Given exercise: Locate every line in the listing below that contains the word "glass", and copy each of those lines.

Input material:

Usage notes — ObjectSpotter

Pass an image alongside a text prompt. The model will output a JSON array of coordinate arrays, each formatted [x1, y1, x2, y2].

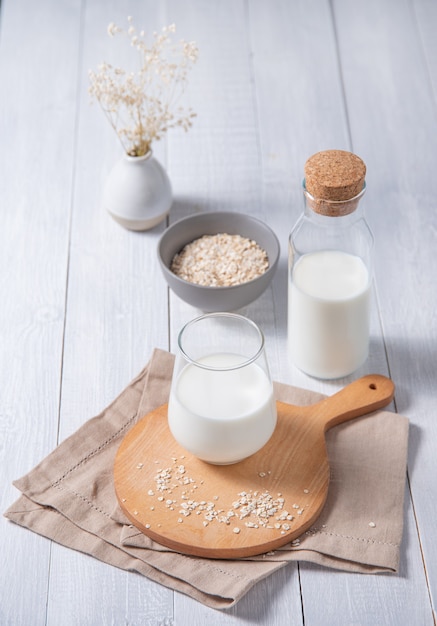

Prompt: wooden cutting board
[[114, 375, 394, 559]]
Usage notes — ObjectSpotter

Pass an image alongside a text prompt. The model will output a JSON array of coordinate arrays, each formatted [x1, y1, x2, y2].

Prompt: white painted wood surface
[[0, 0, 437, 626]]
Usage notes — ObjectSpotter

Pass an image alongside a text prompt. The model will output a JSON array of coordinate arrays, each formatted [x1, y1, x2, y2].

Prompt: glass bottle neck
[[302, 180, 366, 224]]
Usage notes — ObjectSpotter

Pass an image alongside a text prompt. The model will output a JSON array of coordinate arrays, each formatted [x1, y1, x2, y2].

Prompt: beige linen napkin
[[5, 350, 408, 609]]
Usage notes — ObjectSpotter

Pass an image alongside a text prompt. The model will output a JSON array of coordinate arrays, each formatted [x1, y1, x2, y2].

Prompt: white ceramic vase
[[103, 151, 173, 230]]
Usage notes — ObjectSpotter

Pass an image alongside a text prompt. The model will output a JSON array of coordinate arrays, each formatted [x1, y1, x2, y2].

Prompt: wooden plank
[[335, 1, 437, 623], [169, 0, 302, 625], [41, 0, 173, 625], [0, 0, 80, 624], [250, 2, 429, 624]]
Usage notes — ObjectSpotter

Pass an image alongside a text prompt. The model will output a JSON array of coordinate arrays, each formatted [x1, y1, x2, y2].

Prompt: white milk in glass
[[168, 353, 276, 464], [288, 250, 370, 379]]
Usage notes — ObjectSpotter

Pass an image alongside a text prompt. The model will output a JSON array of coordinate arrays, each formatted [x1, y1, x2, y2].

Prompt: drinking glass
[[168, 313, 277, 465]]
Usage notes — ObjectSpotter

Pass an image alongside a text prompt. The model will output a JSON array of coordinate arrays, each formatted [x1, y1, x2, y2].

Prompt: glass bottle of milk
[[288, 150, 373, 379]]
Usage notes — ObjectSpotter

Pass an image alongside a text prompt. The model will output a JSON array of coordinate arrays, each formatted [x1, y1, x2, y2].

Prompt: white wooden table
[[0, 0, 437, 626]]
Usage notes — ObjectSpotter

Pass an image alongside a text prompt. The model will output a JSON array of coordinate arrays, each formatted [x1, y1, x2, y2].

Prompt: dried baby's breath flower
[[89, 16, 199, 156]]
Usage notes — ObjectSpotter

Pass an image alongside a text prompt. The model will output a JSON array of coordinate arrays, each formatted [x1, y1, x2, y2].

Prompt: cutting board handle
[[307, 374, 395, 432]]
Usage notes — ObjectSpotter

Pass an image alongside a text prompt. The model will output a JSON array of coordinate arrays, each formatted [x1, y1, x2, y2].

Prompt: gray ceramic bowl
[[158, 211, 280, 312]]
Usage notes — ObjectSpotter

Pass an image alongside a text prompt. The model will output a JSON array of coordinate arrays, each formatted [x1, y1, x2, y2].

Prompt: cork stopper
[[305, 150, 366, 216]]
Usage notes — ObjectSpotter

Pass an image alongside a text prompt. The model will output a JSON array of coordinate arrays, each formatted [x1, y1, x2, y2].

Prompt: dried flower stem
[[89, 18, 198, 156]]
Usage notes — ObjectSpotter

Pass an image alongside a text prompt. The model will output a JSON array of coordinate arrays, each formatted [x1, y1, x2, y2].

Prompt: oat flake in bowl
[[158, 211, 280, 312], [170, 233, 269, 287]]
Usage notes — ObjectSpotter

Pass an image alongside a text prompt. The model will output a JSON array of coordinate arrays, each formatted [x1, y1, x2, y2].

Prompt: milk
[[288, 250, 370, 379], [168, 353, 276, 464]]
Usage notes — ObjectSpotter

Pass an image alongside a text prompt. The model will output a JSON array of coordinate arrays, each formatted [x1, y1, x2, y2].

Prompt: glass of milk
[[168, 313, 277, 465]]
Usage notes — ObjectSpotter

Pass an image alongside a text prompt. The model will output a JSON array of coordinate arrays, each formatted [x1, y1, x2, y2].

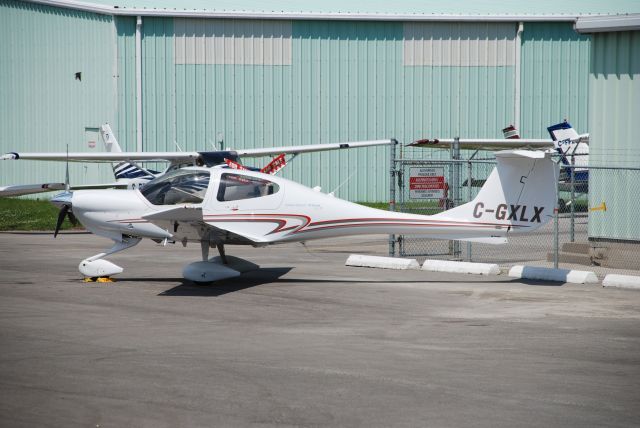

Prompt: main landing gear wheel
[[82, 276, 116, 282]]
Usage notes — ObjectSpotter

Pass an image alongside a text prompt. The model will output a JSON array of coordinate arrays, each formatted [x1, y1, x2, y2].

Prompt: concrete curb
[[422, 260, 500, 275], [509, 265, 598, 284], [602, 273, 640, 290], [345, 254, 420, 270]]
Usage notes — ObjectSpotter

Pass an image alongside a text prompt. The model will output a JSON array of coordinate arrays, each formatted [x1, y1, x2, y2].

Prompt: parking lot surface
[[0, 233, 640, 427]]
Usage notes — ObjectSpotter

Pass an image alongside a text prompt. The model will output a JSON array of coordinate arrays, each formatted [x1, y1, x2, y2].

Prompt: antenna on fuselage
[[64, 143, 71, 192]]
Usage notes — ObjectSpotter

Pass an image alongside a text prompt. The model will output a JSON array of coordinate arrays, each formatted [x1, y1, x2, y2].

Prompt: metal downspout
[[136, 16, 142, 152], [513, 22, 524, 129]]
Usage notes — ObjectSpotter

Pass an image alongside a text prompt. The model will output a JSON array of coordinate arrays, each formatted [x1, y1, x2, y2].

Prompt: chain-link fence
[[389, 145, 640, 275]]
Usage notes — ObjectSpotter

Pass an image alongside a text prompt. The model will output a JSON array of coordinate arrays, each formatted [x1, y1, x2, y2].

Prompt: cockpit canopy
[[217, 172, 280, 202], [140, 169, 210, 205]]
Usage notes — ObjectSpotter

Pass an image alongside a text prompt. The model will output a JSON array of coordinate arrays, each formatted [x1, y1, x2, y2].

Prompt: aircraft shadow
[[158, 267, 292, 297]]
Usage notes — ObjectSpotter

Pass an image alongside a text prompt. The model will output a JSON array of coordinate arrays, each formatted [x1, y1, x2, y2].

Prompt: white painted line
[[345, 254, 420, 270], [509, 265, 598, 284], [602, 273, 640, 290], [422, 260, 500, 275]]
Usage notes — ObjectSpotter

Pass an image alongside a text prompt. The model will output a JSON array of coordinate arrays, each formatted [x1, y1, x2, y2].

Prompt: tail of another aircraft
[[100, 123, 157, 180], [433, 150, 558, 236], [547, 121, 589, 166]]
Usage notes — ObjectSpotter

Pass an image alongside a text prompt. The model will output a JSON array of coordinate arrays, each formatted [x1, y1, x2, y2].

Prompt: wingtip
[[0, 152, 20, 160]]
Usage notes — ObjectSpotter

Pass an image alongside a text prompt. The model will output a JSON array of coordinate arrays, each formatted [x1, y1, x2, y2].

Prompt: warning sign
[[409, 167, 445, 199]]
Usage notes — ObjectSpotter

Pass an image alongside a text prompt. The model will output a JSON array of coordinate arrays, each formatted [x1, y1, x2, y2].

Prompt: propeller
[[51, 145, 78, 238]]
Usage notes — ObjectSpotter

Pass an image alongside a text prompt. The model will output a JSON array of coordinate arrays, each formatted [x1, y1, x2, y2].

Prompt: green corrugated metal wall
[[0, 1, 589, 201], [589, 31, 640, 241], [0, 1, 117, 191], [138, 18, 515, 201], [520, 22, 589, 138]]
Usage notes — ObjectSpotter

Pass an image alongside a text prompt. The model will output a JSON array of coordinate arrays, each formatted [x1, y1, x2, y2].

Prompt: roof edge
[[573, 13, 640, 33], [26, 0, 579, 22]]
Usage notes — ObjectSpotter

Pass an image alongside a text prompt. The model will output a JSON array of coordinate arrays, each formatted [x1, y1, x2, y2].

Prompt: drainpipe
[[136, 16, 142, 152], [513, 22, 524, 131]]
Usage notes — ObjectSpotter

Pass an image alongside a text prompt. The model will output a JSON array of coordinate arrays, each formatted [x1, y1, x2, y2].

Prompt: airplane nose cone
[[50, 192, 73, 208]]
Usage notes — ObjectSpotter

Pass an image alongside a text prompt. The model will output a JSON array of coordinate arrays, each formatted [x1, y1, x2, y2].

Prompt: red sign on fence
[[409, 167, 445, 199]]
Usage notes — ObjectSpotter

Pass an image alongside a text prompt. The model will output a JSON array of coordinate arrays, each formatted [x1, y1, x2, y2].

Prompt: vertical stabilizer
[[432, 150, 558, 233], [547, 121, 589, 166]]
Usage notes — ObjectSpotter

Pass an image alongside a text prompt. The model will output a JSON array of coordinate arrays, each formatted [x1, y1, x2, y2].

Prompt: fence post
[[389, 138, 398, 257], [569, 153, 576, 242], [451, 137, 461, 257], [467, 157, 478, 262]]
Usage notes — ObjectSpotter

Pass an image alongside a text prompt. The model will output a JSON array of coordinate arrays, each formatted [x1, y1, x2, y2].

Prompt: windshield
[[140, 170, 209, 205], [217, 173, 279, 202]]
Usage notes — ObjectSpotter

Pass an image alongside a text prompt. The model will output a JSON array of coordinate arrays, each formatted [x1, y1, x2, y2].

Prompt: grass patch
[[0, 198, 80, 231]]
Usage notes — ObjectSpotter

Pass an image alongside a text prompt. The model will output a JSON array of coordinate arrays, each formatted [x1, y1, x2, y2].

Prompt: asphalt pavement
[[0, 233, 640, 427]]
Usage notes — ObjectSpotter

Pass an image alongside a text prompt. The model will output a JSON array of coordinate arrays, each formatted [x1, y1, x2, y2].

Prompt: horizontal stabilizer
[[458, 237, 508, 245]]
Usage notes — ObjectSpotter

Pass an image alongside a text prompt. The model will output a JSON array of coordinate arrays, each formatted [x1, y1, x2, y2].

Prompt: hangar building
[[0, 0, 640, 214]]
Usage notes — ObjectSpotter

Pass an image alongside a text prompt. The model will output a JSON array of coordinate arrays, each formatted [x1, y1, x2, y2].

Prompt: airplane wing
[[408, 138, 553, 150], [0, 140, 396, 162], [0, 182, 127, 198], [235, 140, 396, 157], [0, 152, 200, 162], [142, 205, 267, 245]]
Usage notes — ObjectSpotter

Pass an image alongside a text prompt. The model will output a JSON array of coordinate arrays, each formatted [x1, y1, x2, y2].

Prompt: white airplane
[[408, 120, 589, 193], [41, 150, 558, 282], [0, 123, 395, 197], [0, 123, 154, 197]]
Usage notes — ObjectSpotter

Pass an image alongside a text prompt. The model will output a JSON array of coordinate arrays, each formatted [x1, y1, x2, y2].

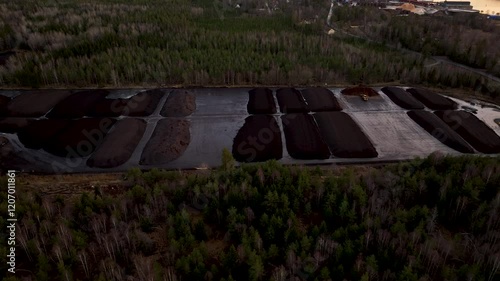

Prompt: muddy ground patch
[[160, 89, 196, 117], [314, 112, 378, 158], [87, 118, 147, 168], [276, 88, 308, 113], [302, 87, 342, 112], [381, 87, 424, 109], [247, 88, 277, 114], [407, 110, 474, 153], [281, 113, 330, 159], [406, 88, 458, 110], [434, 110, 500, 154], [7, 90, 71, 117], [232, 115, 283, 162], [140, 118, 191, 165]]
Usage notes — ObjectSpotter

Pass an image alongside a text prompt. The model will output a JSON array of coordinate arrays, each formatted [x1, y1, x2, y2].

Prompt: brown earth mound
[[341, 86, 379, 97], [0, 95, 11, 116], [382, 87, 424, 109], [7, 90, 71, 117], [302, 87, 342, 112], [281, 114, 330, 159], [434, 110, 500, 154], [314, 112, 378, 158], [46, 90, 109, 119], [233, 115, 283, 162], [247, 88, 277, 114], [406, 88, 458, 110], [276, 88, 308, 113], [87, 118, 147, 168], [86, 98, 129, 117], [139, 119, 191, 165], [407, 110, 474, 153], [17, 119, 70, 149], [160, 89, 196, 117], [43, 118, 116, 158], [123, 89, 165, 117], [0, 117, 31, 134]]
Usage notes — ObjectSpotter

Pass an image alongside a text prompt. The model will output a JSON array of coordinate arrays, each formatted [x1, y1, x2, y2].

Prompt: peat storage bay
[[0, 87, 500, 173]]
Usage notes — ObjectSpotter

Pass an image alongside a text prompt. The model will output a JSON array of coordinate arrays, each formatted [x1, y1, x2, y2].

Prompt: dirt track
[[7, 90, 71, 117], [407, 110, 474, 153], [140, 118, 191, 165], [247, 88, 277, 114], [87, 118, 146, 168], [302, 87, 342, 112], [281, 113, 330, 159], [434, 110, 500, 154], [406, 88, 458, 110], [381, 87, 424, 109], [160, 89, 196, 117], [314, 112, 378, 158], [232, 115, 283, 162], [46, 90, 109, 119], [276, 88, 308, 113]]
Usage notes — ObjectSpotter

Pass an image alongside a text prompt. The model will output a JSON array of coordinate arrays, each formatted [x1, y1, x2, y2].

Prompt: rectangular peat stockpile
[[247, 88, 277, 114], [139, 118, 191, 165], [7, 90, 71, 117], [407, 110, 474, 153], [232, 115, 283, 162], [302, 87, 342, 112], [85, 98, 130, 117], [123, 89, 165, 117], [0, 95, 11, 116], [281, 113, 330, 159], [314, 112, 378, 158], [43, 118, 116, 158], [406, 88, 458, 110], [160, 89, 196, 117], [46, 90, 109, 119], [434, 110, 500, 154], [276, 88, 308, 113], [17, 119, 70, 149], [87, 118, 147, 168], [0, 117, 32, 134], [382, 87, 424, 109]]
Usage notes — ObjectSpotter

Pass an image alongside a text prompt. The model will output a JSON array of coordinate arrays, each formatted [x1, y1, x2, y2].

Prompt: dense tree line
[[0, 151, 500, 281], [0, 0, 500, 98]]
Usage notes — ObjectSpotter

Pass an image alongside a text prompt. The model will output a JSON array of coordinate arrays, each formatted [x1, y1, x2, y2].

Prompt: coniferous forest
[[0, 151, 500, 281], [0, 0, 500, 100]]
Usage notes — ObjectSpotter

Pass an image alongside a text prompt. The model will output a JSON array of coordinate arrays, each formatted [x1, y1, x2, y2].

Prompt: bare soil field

Solution for this task:
Prompt: glass bottle neck
Prompt: white milk in glass
Prompt: drinking glass
Prompt: glass bottle of milk
Prompt: glass of milk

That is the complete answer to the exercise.